▶ TASK BRIEF
In the entries that follow, the first line to write out is the one containing "Category: cortedeigreci logo", and the last is the one containing "Category: young boy in red swim trunks". Reproduce that stretch exactly, with nothing before or after it.
────────────────────
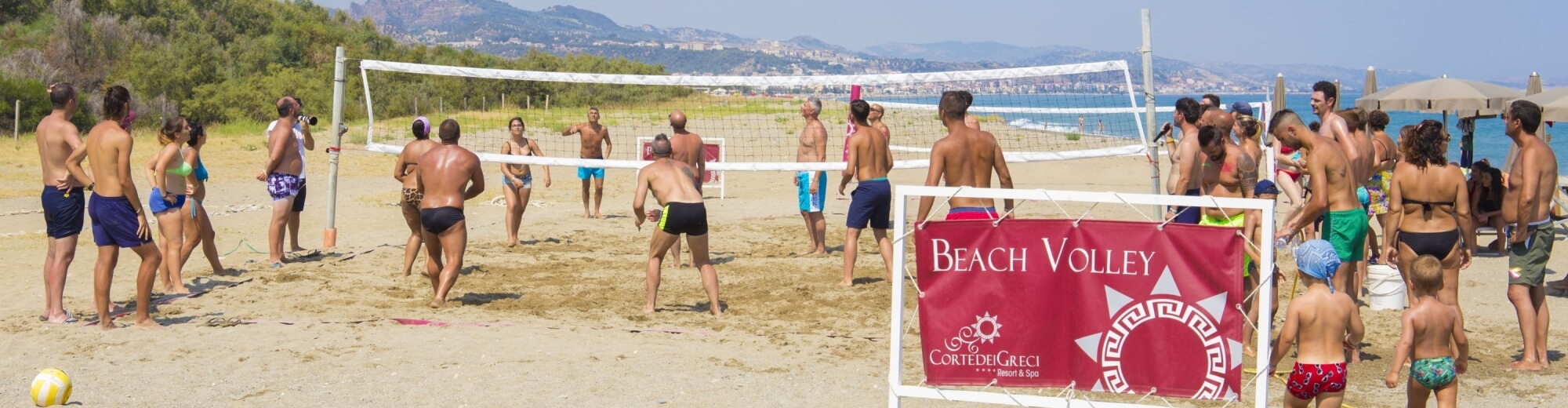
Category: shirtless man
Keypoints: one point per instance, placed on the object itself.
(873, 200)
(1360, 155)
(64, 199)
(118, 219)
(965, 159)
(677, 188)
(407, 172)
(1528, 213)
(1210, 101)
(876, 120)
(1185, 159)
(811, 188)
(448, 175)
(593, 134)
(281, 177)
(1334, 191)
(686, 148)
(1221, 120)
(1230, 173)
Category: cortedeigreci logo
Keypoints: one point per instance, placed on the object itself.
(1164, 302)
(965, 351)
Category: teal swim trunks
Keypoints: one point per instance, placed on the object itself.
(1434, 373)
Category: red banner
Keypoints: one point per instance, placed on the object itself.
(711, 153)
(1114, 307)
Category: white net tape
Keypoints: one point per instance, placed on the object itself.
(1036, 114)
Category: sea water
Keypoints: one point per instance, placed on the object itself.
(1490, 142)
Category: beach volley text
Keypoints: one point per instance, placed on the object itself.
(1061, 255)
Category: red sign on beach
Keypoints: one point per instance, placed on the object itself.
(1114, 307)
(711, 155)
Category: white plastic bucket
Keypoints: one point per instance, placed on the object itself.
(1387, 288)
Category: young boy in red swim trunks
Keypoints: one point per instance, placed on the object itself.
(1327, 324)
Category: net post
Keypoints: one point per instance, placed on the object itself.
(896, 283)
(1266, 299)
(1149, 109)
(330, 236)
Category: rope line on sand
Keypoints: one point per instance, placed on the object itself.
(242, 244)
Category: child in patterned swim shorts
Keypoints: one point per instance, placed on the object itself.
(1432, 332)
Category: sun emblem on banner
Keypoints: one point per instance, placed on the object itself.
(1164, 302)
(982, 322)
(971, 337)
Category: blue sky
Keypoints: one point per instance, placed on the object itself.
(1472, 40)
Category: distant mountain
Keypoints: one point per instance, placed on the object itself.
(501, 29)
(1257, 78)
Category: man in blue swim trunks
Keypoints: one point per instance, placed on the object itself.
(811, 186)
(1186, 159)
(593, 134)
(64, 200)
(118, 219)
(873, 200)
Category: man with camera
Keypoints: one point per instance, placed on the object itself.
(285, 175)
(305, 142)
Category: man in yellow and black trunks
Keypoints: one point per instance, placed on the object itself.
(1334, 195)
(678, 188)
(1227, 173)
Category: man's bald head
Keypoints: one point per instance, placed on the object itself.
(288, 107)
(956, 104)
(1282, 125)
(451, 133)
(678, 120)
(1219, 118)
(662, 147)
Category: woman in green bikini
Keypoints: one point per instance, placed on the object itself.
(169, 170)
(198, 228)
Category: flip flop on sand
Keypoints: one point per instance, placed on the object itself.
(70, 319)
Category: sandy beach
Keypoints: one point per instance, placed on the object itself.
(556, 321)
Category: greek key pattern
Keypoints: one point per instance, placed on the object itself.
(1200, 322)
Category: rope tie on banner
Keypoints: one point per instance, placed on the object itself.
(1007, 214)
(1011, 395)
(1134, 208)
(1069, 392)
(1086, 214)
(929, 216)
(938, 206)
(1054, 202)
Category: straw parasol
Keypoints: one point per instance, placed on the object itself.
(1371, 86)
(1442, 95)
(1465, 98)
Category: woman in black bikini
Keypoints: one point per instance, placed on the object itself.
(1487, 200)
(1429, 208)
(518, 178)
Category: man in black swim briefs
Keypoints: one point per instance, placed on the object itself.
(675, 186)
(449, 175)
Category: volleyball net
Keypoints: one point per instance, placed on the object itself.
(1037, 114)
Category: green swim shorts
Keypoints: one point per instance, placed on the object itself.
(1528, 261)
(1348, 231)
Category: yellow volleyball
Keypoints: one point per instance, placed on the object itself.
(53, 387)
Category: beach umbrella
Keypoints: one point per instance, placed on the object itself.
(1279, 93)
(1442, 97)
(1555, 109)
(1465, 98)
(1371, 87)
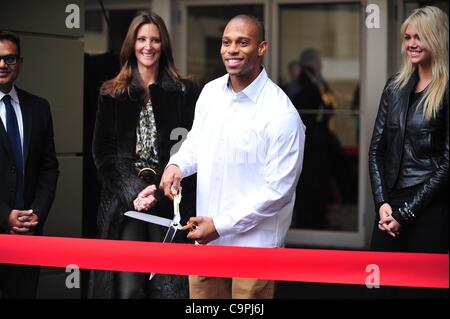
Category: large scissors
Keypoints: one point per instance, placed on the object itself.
────────────────────
▶ ANSWER SPACE
Category: cortedeigreci logo
Keypoints: one point per instance, placed on the object itself.
(1164, 302)
(965, 351)
Category: teal swim trunks
Keypoints: one point per instance, placed on the object itself.
(1434, 373)
Category: red banner
Keypoints: one point per instance, placed on the object itself.
(711, 153)
(1114, 307)
Category: white net tape
Keypoints: one point per instance, placed on the object itself.
(1036, 114)
Category: sea water
Keypoints: one point per instance, placed on the object itself.
(1490, 142)
Category: beach volley text
Keypoints: one point per instance, placed on the object itself.
(1061, 255)
Category: red sign on beach
Keypoints: one point per instance, placed on the object itself.
(1114, 307)
(711, 155)
Category: white plastic bucket
Keypoints: one point per instance, placed on the object itself.
(1387, 288)
Category: young boy in red swim trunks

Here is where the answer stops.